Consigne A:
Extrayez de la page sur la fédération LAMIE le passage commençant par « La fédération cherche » et se terminant par « d’accueil (France-Belgique- Suisse). ».
Consigne B:
D'après la page sur la fédération LAMIE, quels pays européens francophones autres que la France sont cités ?

------ Page

Fédération LAMIE


 
 

La fédération LAMIE est un groupement de chercheur.e.s, appartenant à diverses universités françaises et étrangères, intéressé.e.s par l’étude des langues de l’immigration espagnole et ses descendants en France et dans les autres pays européens francophones (Belgique, Suisse). Elle se donne pour principal objectif de procéder à la réalisation d’entretiens (filmés et/ou enregistrés) afin de recueillir des matériels pour leur étude linguistique et la sauvegarde de la mémoire de ces communautés.

La fédération cherche à comprendre les parcours des migrants sur plusieurs générations et la façon dont les langues en contact et la réélaboration des identités linguistiques interviennent dans les processus d’intégration dans la société d’accueil, en comparant les résultats obtenus selon le pays d’accueil (France-Belgique- Suisse).

------------
------ Données fournies

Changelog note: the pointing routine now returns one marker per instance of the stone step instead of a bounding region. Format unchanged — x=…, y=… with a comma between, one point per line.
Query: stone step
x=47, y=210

------------

Réponse correcte A:
La fédération cherche à comprendre les parcours des migrants sur plusieurs générations et la façon dont les langues en contact et la réélaboration des identités linguistiques interviennent dans les processus d’intégration dans la société d’accueil, en comparant les résultats obtenus selon le pays d’accueil (France-Belgique- Suisse).

Réponse correcte B:
La Belgique et la Suisse.